** Objetivo **
Responde estas preguntas a partir del texto sobre los males de la Unión Europea:
1. ¿Qué tratado se menciona y cuántos años acaba de cumplir?
2. ¿Qué líderes se nombran como los grandes líderes que desaparecieron?
3. ¿En manos de quiénes fue cayendo Bruselas?

** Texto mostrado **
────────────────────
LOS MALES DE LA UNIÓN EUROPEA


            Es muy posible que el gran problema de Europa, lejos de la constante amenaza yihadista, sea la desaparición del espíritu de concordia de los padres fundadores que, escarmentados de tanto error y tanto nacionalismo nefasto, lo dieron todo para volver a sentar las bases del Sacro Imperio de Carlomagno, o sea, Europa, la Europa unida, pese a sus diferencias idiomáticas, culturales y raciales; poner de relieve lo que nos unía –la historia y sus avatares– sobre lo que nos separaba, que también era mucho. Había que empezar por la economía en el Tratado de Roma, que acaba de cumplir 60 años, como así se hizo –primum vivere–, para luego pasar progresivamente a la unión ideológica y política, que impidiera posibles nuevas catástrofes, asunto harto delicado por lo que ello conllevaba de renuncia a la soberanía de los distintos países.
            La deriva, sin embargo, ha sido manifiesta desde el momento que, tras la desaparición de los grandes líderes –Helmut Kohl, François Mitterrand, Jacques Delors, Felipe González–, Bruselas fue cayendo en manos de tecnócratas inmisericordes y de burócratas carentes de ideología y sentido común. Hablamos, claro está, de los años en que la canciller Merkel, con sus imposiciones tiránicas ha generado un abismo difícil de colmar.
────────────────────
** Entradas extraídas **
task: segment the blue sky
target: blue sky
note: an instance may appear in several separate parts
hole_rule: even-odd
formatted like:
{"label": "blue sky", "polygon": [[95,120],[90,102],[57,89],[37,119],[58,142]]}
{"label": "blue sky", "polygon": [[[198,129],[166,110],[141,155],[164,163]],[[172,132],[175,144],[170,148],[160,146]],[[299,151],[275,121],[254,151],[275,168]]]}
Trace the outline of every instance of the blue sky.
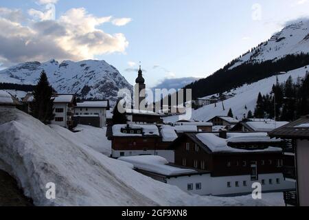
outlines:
────────────────────
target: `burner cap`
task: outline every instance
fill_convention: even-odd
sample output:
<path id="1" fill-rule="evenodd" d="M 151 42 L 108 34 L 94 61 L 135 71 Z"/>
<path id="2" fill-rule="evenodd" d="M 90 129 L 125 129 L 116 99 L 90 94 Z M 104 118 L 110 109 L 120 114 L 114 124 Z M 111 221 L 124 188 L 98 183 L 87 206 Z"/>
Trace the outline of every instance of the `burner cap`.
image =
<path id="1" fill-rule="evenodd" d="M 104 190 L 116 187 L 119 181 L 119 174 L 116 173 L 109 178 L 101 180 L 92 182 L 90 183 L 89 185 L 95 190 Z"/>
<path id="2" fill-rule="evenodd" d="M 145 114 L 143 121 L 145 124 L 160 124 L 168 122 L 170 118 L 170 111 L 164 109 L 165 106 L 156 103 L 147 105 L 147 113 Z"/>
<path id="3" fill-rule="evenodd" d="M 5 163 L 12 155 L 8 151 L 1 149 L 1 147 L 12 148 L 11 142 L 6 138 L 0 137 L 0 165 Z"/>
────────────────────
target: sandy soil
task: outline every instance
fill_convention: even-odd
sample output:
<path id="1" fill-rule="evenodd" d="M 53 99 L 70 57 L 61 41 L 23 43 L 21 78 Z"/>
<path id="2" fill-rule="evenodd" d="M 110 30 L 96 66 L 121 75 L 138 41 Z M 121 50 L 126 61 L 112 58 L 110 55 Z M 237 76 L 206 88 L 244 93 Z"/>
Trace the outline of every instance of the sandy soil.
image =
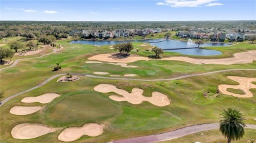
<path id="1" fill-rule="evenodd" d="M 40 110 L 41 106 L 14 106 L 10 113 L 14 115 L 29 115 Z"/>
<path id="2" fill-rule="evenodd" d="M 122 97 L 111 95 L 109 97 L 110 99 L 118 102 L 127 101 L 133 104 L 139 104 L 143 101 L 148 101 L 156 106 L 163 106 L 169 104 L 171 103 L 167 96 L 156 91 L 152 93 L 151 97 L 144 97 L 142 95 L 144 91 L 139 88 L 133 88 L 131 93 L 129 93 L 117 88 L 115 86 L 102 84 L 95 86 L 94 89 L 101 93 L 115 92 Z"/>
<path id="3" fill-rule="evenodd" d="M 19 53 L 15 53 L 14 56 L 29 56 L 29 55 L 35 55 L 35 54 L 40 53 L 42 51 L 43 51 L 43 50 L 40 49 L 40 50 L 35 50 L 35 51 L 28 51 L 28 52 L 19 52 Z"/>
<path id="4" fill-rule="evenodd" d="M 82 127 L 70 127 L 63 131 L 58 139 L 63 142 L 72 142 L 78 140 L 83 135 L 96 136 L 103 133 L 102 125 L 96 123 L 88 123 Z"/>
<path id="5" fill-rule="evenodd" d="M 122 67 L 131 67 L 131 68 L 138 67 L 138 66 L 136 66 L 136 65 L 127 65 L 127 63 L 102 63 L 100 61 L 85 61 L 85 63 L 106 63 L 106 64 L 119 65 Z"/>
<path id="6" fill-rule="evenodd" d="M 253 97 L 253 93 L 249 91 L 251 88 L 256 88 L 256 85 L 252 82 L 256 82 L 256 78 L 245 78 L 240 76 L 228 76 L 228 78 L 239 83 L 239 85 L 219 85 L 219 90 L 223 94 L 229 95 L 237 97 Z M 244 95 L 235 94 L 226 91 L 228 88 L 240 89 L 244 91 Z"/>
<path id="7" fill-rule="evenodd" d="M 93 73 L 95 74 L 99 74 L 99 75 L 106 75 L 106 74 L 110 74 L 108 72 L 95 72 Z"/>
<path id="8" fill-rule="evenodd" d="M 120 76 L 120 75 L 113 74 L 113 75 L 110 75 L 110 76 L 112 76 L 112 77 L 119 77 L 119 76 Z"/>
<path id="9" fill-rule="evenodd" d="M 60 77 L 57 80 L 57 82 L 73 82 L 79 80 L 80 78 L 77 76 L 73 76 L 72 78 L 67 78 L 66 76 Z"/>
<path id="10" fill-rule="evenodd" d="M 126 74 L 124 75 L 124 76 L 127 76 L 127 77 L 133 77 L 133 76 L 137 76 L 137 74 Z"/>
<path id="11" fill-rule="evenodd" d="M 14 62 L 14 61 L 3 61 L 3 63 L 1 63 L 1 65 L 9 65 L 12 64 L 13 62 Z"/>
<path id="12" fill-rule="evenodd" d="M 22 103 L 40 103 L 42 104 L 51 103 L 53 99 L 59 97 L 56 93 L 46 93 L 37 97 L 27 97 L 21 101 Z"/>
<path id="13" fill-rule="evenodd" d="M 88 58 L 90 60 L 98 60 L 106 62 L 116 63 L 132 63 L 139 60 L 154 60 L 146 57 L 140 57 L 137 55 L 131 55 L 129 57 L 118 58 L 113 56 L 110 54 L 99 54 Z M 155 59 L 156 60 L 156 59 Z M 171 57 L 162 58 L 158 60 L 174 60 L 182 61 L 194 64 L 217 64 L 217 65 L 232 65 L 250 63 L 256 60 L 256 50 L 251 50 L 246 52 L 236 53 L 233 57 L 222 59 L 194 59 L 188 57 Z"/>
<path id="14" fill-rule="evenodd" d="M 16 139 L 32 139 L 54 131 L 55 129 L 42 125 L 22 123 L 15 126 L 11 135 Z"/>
────────────────────
** Solución **
1. El Tratado de Roma, que acaba de cumplir 60 años.
2. Helmut Kohl, François Mitterrand, Jacques Delors y Felipe González.
3. En manos de tecnócratas inmisericordes y de burócratas carentes de ideología y sentido común.